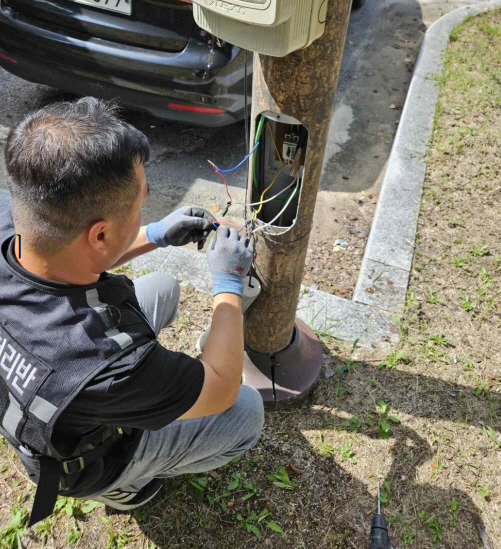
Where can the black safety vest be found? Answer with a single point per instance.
(51, 346)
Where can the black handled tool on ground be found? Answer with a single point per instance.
(379, 529)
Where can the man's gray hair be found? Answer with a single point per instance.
(70, 164)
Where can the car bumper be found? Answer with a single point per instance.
(165, 84)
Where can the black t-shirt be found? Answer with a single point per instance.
(143, 394)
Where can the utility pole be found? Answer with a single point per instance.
(285, 356)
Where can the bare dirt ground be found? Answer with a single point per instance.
(425, 419)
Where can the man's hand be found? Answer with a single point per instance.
(185, 225)
(230, 258)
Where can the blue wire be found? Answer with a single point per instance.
(240, 163)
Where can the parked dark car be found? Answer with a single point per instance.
(148, 53)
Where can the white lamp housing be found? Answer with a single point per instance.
(270, 27)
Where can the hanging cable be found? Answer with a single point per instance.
(273, 141)
(268, 199)
(238, 165)
(214, 167)
(256, 212)
(280, 213)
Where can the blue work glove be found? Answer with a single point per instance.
(185, 225)
(230, 258)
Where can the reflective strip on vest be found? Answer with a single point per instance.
(123, 339)
(12, 417)
(43, 409)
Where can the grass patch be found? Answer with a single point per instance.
(423, 418)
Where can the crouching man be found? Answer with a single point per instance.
(95, 407)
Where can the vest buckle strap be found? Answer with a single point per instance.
(73, 465)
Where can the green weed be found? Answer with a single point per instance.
(281, 479)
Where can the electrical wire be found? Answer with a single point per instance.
(268, 199)
(274, 142)
(214, 167)
(256, 212)
(259, 131)
(280, 213)
(238, 165)
(229, 223)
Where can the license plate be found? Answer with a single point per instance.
(121, 6)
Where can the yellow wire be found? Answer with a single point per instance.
(274, 142)
(256, 213)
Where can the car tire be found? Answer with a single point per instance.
(356, 4)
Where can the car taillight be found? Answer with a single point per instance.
(8, 58)
(193, 108)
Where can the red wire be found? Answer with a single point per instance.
(223, 178)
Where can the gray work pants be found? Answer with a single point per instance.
(188, 445)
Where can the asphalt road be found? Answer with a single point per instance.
(382, 45)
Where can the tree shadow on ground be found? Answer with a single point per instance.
(333, 501)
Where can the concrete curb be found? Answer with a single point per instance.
(387, 261)
(379, 297)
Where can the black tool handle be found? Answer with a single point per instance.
(379, 533)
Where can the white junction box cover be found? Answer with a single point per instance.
(270, 27)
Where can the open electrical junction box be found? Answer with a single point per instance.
(277, 171)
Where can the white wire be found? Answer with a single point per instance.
(268, 199)
(277, 216)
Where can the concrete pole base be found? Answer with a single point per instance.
(285, 376)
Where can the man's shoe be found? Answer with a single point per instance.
(126, 501)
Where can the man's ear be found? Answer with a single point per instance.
(96, 235)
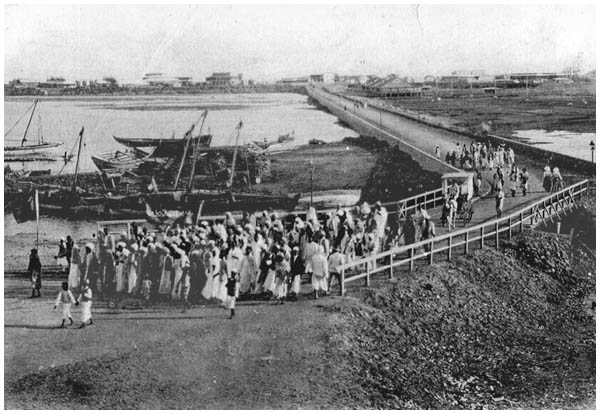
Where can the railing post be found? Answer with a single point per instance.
(482, 240)
(497, 235)
(431, 252)
(531, 216)
(521, 222)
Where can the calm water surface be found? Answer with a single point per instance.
(263, 115)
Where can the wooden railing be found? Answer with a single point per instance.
(464, 240)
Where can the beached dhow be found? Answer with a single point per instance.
(27, 151)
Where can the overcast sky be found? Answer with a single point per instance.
(270, 42)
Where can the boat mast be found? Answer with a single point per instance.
(195, 157)
(239, 127)
(187, 144)
(78, 154)
(29, 123)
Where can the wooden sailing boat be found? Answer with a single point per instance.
(28, 151)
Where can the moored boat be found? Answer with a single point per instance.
(120, 160)
(135, 142)
(26, 151)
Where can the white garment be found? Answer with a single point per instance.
(270, 281)
(216, 285)
(177, 282)
(296, 284)
(132, 276)
(74, 276)
(120, 271)
(319, 282)
(66, 298)
(86, 311)
(165, 279)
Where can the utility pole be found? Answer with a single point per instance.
(78, 157)
(239, 127)
(312, 171)
(195, 152)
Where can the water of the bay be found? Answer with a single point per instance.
(263, 115)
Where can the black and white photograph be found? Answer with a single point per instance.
(299, 207)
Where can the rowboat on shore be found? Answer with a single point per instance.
(136, 142)
(120, 160)
(282, 139)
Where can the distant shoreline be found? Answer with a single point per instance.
(145, 91)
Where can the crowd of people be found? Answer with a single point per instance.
(257, 256)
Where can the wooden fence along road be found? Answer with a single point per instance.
(461, 241)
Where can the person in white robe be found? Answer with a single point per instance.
(75, 266)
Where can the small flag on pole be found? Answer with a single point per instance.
(37, 219)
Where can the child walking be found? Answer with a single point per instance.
(86, 303)
(66, 298)
(230, 299)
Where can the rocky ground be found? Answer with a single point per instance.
(506, 329)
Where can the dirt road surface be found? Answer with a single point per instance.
(268, 356)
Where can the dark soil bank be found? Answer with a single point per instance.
(496, 329)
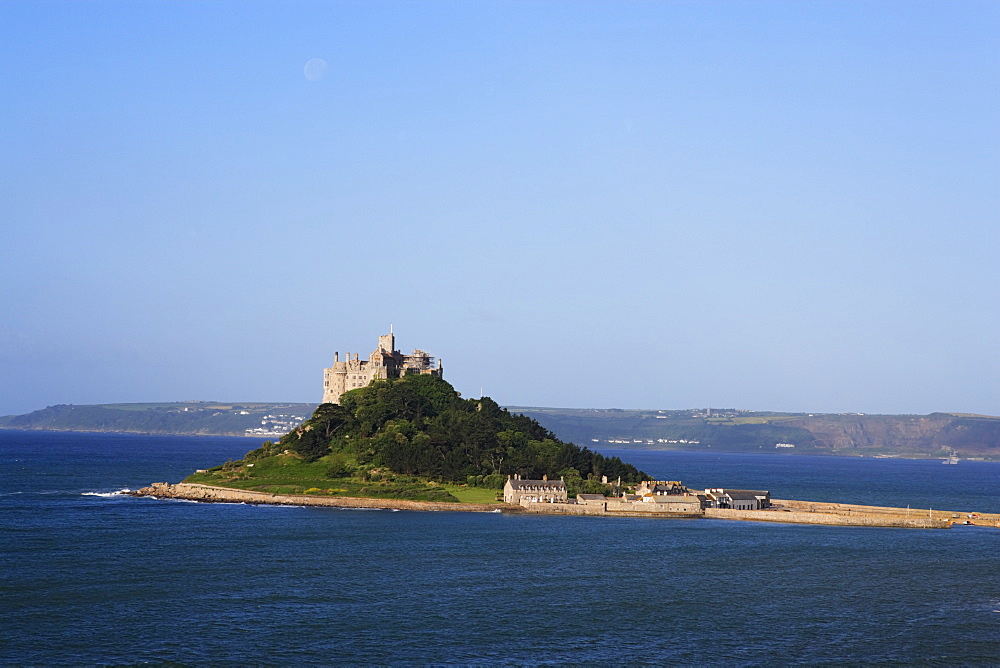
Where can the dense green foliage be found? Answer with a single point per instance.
(419, 426)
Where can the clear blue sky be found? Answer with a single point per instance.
(767, 205)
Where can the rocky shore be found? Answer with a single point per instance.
(210, 494)
(784, 511)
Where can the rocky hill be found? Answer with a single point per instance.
(934, 435)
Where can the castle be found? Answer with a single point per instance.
(385, 362)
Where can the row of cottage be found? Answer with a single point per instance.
(668, 496)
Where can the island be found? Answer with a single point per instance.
(412, 442)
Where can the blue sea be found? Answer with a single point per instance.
(94, 578)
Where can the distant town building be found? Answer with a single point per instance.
(537, 491)
(386, 362)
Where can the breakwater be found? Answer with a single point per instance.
(783, 511)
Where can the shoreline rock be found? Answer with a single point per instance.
(785, 511)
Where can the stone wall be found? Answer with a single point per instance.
(806, 517)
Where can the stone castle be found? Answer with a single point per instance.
(385, 362)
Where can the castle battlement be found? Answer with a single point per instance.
(385, 362)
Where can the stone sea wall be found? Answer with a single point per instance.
(805, 517)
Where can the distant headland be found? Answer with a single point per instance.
(937, 435)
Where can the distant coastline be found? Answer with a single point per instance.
(934, 436)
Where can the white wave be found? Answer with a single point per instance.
(107, 494)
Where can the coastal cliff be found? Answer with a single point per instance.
(784, 511)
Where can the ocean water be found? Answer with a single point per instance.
(90, 577)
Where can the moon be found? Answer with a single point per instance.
(315, 69)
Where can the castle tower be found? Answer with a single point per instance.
(384, 362)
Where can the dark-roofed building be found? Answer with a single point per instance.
(738, 499)
(538, 491)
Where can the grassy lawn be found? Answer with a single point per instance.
(472, 494)
(290, 475)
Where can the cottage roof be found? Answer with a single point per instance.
(674, 499)
(548, 484)
(745, 494)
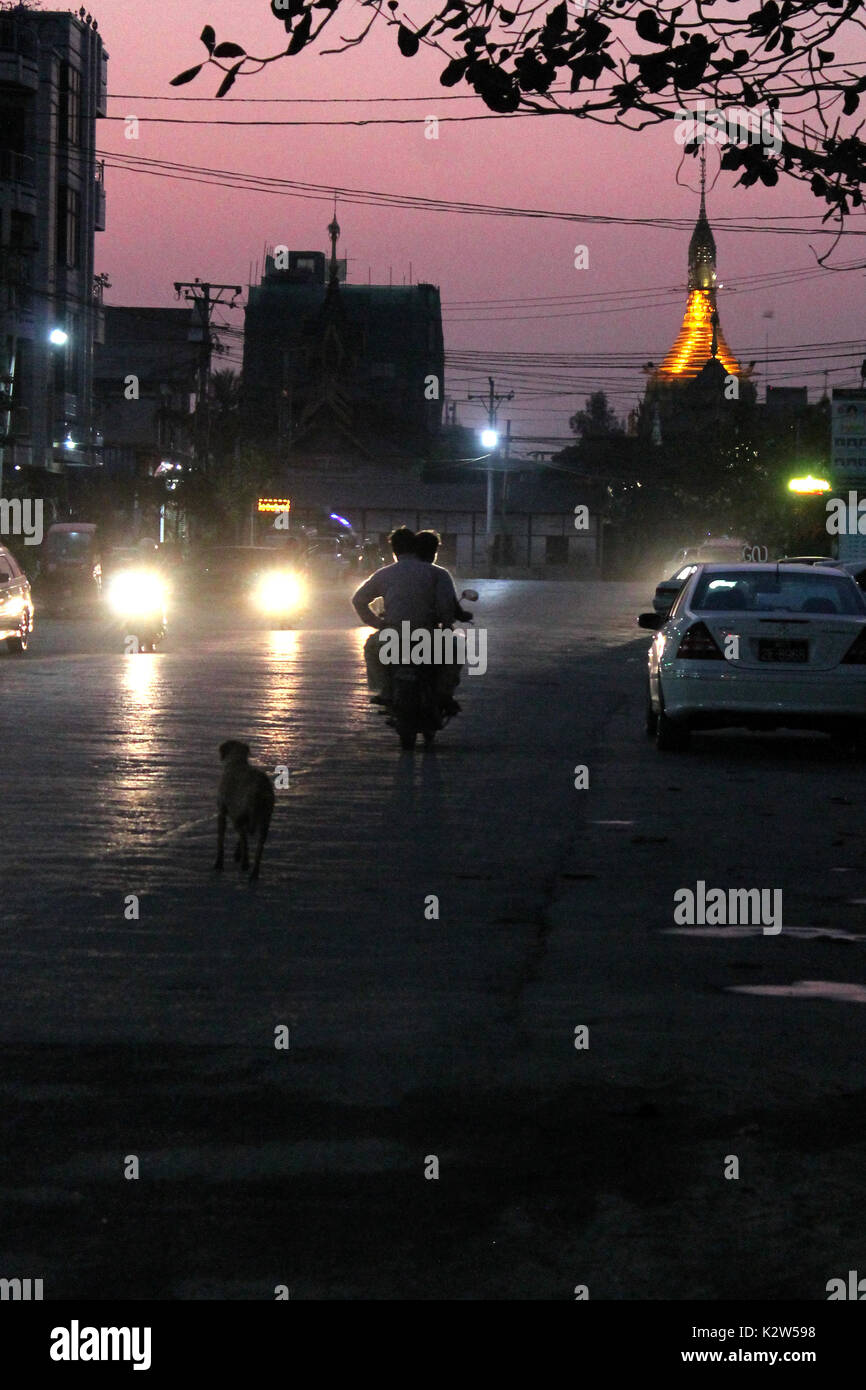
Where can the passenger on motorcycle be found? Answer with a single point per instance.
(407, 591)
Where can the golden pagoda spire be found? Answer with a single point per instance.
(699, 338)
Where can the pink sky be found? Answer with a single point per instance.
(163, 230)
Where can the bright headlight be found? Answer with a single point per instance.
(280, 592)
(136, 594)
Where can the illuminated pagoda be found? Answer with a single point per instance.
(699, 353)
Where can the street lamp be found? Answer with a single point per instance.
(808, 485)
(489, 439)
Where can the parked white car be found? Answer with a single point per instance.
(762, 647)
(706, 553)
(15, 605)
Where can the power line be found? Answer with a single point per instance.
(321, 192)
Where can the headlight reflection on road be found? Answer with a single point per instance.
(282, 642)
(141, 679)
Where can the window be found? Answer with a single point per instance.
(68, 227)
(556, 549)
(68, 110)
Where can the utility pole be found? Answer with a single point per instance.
(492, 403)
(205, 298)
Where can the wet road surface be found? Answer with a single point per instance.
(141, 993)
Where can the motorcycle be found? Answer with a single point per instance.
(416, 705)
(281, 595)
(138, 598)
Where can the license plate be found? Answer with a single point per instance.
(779, 649)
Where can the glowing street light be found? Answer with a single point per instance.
(808, 485)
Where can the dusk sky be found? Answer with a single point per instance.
(161, 230)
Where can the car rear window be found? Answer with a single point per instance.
(68, 542)
(772, 591)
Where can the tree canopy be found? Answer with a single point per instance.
(631, 63)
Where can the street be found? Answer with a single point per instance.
(142, 994)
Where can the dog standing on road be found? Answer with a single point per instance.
(246, 797)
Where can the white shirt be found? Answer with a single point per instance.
(410, 590)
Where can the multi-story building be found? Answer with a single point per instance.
(337, 371)
(53, 88)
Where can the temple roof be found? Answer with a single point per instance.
(699, 338)
(694, 344)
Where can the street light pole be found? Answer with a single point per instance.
(492, 442)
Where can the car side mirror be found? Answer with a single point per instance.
(652, 620)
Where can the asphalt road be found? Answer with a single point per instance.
(413, 1037)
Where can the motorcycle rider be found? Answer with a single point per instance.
(448, 677)
(406, 591)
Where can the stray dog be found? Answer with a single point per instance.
(246, 795)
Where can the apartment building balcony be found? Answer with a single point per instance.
(99, 221)
(18, 53)
(18, 170)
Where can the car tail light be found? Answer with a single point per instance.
(698, 644)
(856, 652)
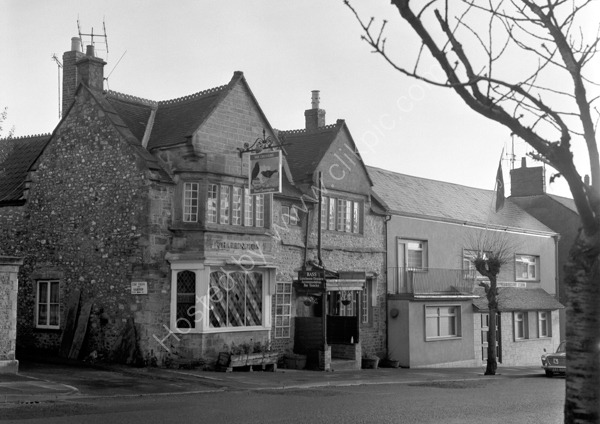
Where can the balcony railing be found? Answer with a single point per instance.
(432, 281)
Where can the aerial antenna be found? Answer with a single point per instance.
(113, 69)
(59, 67)
(103, 38)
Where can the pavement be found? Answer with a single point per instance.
(44, 381)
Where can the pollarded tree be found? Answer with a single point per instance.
(490, 251)
(526, 65)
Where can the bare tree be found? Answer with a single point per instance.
(3, 116)
(491, 250)
(525, 64)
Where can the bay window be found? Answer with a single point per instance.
(209, 299)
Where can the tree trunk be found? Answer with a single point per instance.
(492, 362)
(491, 294)
(582, 398)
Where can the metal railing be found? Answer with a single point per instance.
(432, 281)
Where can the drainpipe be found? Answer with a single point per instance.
(385, 263)
(306, 238)
(319, 220)
(557, 268)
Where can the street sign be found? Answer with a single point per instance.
(317, 275)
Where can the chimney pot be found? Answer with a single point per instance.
(75, 44)
(315, 99)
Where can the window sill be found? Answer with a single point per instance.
(47, 329)
(218, 330)
(441, 339)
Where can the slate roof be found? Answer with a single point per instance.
(518, 299)
(306, 148)
(16, 156)
(420, 197)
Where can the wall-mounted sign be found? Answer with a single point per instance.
(235, 245)
(265, 172)
(139, 287)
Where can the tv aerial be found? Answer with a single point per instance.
(94, 39)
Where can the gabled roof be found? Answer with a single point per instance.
(518, 299)
(16, 156)
(176, 120)
(430, 199)
(134, 111)
(565, 201)
(306, 148)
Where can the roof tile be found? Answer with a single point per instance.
(518, 299)
(16, 156)
(415, 196)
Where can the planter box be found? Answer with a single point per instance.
(264, 359)
(368, 363)
(388, 363)
(296, 362)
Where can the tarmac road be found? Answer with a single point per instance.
(525, 398)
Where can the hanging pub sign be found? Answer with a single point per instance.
(265, 172)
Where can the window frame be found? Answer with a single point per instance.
(544, 323)
(520, 324)
(50, 284)
(186, 215)
(457, 321)
(470, 272)
(283, 320)
(342, 215)
(289, 215)
(519, 259)
(224, 209)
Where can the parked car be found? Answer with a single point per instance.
(555, 363)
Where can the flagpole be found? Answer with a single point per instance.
(499, 185)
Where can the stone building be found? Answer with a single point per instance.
(142, 211)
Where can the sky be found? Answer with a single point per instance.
(162, 50)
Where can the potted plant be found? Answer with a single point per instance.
(248, 354)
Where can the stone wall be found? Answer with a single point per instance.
(9, 268)
(87, 226)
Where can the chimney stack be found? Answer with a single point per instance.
(79, 67)
(314, 117)
(90, 70)
(70, 73)
(527, 181)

========================================================================

--- Work item ---
Return, unchanged, each line from the line containing "Where can the flagpole" through the last line of the material.

--- Your response ---
Where can the flagpole be found? Answer with a single point per instance.
(499, 185)
Where can the stone building be found? Answer with a single point per instance.
(142, 211)
Where can the sky be found? Answer with a single point per instance.
(162, 50)
Where can the potted plant be found? Answer with a single point per instance.
(248, 354)
Where can the stone wall be found? Answer with a single point per instance.
(9, 268)
(87, 226)
Where can the chimney stack be found? Answer with a single point per instance.
(79, 67)
(314, 117)
(90, 70)
(70, 73)
(527, 181)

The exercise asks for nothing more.